TASK INSTRUCTIONS
Your task is to quote the listing below exactly, beginning with its first line and ending on the line bearing "pixel 293 184".

MATERIAL FOR THIS TASK
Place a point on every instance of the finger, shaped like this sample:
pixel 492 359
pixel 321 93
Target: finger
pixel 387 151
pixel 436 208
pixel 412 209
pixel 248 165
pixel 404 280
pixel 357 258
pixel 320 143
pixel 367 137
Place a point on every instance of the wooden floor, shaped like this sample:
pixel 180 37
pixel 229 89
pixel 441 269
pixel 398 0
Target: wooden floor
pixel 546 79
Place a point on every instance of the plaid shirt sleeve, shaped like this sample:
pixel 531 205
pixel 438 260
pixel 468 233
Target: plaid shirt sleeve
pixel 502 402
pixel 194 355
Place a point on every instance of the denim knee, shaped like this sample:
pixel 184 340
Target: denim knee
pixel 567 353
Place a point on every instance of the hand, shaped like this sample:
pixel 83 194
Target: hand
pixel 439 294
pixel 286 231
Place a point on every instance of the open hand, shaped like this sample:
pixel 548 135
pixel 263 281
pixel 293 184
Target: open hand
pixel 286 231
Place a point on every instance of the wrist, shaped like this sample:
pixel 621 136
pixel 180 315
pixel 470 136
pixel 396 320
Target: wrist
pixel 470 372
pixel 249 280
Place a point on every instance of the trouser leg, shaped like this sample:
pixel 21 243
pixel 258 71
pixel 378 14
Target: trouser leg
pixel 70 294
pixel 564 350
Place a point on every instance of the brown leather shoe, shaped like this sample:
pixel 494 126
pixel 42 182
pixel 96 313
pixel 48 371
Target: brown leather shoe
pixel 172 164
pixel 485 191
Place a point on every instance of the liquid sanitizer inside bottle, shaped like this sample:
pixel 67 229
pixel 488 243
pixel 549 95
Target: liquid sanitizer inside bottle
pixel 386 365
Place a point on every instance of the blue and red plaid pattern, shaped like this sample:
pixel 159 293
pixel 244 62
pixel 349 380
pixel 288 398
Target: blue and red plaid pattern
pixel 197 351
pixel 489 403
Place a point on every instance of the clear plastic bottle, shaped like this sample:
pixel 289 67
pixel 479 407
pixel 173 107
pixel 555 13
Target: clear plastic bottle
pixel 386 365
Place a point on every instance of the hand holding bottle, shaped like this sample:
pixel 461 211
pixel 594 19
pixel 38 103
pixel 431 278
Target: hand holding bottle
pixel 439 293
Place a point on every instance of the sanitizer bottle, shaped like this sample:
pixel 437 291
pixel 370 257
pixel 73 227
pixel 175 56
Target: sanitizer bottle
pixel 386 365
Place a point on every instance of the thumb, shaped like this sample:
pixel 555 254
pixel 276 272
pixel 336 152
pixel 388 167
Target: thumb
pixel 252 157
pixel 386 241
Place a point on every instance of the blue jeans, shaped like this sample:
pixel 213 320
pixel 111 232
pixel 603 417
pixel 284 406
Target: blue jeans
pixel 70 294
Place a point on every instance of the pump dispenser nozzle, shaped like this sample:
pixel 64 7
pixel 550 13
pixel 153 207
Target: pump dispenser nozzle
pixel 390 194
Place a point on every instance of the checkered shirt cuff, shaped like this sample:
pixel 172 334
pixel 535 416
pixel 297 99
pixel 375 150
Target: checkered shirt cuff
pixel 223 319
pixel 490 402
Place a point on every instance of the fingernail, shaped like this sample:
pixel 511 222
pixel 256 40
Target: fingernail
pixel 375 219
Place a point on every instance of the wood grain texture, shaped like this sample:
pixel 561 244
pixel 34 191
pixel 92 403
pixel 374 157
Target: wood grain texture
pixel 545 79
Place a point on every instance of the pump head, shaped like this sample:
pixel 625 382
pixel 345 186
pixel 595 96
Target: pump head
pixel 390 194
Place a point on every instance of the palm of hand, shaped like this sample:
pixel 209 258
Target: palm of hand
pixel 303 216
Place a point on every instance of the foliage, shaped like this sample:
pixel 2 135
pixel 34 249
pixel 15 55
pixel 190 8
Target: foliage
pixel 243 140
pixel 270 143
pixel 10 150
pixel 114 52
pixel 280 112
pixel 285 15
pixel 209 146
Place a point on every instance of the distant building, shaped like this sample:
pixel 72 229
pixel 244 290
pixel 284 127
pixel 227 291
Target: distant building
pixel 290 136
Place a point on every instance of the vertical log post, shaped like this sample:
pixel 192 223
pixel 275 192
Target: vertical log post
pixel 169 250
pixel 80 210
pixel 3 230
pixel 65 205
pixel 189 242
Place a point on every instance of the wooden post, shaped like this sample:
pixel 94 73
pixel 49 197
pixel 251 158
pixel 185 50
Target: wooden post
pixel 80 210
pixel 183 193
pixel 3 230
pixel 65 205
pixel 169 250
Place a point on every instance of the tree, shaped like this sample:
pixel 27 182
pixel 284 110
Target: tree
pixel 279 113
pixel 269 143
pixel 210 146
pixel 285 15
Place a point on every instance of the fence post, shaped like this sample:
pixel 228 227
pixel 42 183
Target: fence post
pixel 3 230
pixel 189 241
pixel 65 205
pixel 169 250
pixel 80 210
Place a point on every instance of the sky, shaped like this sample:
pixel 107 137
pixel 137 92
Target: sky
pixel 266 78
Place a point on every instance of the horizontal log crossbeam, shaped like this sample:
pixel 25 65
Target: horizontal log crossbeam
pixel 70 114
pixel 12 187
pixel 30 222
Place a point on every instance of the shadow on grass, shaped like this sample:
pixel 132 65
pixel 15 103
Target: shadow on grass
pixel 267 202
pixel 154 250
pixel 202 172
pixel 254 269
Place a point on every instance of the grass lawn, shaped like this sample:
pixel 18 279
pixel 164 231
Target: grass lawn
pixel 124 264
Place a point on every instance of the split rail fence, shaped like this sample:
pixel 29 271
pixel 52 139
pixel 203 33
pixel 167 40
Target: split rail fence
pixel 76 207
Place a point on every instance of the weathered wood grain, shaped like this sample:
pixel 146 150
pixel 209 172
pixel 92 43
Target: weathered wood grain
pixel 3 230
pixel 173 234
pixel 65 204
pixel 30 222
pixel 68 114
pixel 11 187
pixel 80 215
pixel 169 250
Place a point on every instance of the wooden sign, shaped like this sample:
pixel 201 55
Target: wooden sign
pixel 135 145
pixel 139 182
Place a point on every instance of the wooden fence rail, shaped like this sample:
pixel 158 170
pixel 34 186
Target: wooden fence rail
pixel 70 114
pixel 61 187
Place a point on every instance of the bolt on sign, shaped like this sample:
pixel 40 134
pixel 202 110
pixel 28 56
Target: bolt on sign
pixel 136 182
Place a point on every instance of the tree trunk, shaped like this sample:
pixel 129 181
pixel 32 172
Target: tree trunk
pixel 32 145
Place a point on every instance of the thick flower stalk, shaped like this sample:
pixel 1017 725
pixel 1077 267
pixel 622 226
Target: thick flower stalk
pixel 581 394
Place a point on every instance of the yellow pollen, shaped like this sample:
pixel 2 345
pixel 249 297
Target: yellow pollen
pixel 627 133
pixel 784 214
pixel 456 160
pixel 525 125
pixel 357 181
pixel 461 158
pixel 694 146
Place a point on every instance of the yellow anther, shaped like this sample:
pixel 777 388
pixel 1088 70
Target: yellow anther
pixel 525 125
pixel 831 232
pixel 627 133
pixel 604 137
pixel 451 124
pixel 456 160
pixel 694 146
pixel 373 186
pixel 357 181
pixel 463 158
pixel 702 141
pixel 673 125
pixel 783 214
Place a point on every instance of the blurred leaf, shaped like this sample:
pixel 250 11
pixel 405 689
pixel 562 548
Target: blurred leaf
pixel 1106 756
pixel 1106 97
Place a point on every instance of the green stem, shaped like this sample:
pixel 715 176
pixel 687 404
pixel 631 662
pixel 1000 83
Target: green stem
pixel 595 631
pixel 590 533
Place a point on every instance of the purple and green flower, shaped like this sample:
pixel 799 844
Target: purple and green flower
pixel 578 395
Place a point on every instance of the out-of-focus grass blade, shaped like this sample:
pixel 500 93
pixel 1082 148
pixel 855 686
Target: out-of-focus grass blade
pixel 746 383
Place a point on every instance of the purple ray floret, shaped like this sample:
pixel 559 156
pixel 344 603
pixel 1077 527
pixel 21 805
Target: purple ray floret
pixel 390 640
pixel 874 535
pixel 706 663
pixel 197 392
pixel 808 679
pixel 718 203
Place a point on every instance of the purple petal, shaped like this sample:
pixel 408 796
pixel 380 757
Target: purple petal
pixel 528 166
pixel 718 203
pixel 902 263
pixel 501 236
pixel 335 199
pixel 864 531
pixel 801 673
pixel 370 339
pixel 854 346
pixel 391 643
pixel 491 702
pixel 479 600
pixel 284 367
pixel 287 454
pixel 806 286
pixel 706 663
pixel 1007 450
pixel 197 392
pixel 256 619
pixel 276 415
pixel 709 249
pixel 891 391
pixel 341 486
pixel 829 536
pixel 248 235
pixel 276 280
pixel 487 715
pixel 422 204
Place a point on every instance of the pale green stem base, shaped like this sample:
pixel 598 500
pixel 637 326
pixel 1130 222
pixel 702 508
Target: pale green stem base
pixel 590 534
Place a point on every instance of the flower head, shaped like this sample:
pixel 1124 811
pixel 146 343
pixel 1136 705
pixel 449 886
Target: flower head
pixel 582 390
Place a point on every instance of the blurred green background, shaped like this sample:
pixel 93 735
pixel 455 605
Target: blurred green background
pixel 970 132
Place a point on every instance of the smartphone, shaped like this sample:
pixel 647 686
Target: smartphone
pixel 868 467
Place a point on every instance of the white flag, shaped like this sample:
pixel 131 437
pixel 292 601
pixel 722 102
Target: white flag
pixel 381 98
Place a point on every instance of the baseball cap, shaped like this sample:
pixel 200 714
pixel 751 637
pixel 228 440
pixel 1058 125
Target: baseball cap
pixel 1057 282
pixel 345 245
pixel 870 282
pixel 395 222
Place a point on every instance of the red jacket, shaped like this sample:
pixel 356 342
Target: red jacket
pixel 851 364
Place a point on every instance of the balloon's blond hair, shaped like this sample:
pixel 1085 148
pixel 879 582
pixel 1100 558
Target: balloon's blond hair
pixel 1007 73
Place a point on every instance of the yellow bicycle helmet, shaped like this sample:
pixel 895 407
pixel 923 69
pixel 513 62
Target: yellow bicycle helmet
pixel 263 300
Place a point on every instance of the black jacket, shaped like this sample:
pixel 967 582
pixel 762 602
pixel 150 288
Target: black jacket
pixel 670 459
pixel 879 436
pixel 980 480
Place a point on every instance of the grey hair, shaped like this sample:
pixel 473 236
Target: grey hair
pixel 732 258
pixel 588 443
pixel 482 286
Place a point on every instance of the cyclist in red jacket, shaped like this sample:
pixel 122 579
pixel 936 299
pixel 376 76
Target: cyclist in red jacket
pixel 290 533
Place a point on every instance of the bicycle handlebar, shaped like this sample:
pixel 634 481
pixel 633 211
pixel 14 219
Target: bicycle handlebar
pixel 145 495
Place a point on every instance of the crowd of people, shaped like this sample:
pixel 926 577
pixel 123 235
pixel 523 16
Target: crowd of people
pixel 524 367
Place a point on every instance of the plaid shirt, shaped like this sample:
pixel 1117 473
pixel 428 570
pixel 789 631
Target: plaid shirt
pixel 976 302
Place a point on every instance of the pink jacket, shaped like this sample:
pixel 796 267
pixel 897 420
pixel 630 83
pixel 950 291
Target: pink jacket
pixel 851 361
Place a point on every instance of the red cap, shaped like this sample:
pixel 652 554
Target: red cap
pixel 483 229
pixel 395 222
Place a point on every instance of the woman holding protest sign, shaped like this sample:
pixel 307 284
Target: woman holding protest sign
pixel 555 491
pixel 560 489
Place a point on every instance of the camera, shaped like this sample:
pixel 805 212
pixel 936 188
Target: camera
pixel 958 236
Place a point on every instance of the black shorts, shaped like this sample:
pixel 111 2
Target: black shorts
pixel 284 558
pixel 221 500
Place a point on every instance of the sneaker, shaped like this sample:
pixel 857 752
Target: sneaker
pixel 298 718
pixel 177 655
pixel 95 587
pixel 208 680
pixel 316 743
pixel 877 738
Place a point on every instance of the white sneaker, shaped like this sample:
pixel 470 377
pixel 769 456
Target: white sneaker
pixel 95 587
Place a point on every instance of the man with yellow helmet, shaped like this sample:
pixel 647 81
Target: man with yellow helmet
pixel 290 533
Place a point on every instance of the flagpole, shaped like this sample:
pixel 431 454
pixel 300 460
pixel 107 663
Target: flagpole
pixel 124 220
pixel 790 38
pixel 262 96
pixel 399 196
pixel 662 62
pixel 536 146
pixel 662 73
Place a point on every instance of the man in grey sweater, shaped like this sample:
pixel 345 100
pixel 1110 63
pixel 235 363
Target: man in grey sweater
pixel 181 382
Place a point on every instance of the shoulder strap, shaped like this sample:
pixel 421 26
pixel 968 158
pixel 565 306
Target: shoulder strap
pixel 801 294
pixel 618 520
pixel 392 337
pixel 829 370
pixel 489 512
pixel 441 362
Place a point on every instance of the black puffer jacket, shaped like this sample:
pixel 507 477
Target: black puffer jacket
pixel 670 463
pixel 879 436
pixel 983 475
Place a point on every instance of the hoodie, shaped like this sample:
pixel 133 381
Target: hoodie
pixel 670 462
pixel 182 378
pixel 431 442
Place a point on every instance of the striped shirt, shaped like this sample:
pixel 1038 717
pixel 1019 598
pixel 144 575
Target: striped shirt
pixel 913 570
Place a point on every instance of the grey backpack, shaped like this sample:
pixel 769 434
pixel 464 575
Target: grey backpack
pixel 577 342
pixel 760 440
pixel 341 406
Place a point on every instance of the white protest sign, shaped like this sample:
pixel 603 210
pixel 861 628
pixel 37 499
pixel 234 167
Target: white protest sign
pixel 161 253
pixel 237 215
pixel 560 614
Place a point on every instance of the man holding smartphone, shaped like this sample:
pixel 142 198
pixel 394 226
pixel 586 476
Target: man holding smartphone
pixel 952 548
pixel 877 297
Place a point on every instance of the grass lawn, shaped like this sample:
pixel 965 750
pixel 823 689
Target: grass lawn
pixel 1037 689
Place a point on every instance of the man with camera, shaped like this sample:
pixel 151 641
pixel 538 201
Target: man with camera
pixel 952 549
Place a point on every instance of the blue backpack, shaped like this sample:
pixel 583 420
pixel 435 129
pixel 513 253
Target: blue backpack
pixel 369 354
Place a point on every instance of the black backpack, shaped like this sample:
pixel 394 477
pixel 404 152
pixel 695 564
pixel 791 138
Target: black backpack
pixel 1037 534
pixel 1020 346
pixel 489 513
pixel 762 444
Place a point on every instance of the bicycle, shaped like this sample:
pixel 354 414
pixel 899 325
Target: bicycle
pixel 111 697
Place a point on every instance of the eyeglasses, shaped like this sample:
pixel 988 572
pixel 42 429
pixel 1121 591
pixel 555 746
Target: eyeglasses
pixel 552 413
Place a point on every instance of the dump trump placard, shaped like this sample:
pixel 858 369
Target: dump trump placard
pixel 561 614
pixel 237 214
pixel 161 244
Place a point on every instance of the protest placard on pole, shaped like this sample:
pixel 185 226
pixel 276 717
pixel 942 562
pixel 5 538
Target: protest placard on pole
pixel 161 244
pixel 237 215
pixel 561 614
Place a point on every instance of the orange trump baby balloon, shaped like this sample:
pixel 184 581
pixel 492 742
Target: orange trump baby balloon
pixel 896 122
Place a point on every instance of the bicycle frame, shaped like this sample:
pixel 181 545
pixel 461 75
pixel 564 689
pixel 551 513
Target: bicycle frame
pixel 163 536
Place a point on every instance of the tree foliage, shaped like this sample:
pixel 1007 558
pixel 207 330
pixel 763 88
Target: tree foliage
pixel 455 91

TASK RESULT
Place a point on every instance of the finger, shaped like this sample:
pixel 492 359
pixel 321 93
Target: finger
pixel 387 151
pixel 436 208
pixel 412 209
pixel 248 165
pixel 404 280
pixel 357 258
pixel 320 143
pixel 367 137
Place a point on every instance of the wooden floor, shaped like this sample:
pixel 180 37
pixel 229 89
pixel 441 269
pixel 398 0
Target: wooden floor
pixel 546 79
Place a point on every instance of the plaid shirt sleeve, shaped like this sample:
pixel 531 205
pixel 438 260
pixel 468 233
Target: plaid shirt sleeve
pixel 502 402
pixel 194 355
Place a point on every instance of the denim knee, shaped like this sample:
pixel 184 340
Target: denim knee
pixel 567 353
Place a point on every instance of the hand, shaped like this sample:
pixel 83 194
Target: hand
pixel 439 294
pixel 286 231
Place a point on every instance of the open hand, shaped like this sample:
pixel 548 135
pixel 263 281
pixel 293 184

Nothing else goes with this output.